**Desafio**
Reproduza, sem mudar nada, tudo o que vai de "A criação de" até "da Ditadura Vargas." no trecho sobre Silvio Santos.

**Trecho do texto**
━━━━━━━━━━━━━━━━

A morte de Silvio Santos, aos 93 anos, neste sábado, 17 de agosto, praticamente monopolizou o noticiário nacional. Uma comoção proporcional ao fato de que o apresentador e empresário, há muito considerado o “maior comunicador da TV brasileira”, cativou gerações de fãs durante os 60 anos em que se manteve à frente de seus programas de auditório.
Confesso, inclusive, que fiz parte destas gerações, já que, assim como muitos daqueles e daquelas que sequer tinham condições de ter um aparelho de TV nos anos 1960-70, também cresci com o “ritual dominical” de assistir aos programas ao redor da telinha em preto e branco, colocada por um vizinho na janela ou no pátio de onde morava.
Contudo, por mais compreensível que seja a comoção que sua morte provoque em milhões, num país onde a telinha da TV é a única janela aberta para o lazer e o alívio das durezas do dia a dia, este artigo não está dentre os que, hoje, lamentam a morte do apresentador ou estão a serviço de erguer um altar para celebrar sua vida e obra.
Pelo contrário. Minhas memórias de Silvio Santos não têm a ver com a celebração do entretenimento popular, com seu inegável talento como comunicador, com a exaltação de um “homem do povo” que fez fortuna através de seu carisma e do “trabalho duro”, e, menos ainda, com as homenagens que devem ser prestadas a alguém que era “gente como a gente”.
Silvio Santos não era “um dos nossos”. E não só porque se tornou um perito na manipulação dos sonhos e desejos de nosso povo, prometendo um “baú da felicidade” que, no fim das contas, só servia para aumentar sua própria fortuna, ao mesmo tempo em que submetia suas “colegas de trabalho” a espetáculos patéticos de humilhação e constrangimento.
Sua trajetória, ao invés de exemplar da capacidade do povo pobre em trabalhar duro para “chegar lá”, como a mídia está vendendo à exaustão diante de sua morte, é típica daqueles que, se colocando do lado errado da História, sabem como tirar vantagens das relações com os poderosos, a começar pela ditadura militar e chegando até o bolsonarismo.
A criação de um personagem
Até mesmo porque repetida à exaustão, todo mundo conhece um pouco da trajetória do apresentador. Ou, pelo menos, aquela que se tornou pública e “oficial”.
Nascido Senor Abravanel, em dezembro de 1930, no bairro da Lapa, no Rio de Janeiro, Silvio já demonstrava seu impressionante “senso de oportunidade” quando se tornou camelô, em 1946, vendendo capas para o título de eleitor durante as primeiras eleições democráticas depois da Ditadura Vargas.
Na sequência, atuou como locutor em emissoras de rádio e na veiculação de anúncios na Barca de Niterói. Logo depois, em 1950, já morando em São Paulo, assumiu o posto de locutor na Rádio Tupi. No mesmo período, atuou como animador em circos, onde foi descoberto pelo comediante Manuel da Nóbrega, que o apadrinhou na Rádio Nacional e com quem se associou, em 1958, o esquema do Baú da Felicidade.

━━━━━━━━━━━━━━━━

**Material fornecido**
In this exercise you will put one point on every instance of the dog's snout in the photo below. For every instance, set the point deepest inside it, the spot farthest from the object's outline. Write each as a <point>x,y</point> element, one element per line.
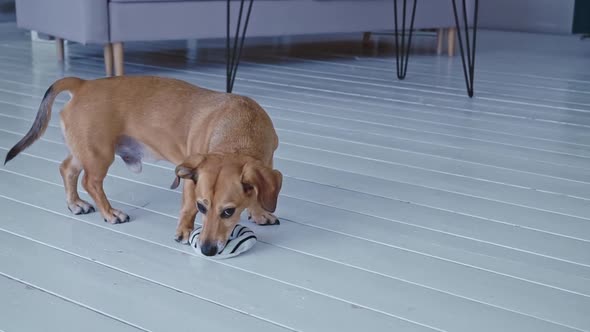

━━━━━━━━━━━━━━━━

**Resposta escrita**
A criação de um personagem
Até mesmo porque repetida à exaustão, todo mundo conhece um pouco da trajetória do apresentador. Ou, pelo menos, aquela que se tornou pública e “oficial”.
Nascido Senor Abravanel, em dezembro de 1930, no bairro da Lapa, no Rio de Janeiro, Silvio já demonstrava seu impressionante “senso de oportunidade” quando se tornou camelô, em 1946, vendendo capas para o título de eleitor durante as primeiras eleições democráticas depois da Ditadura Vargas.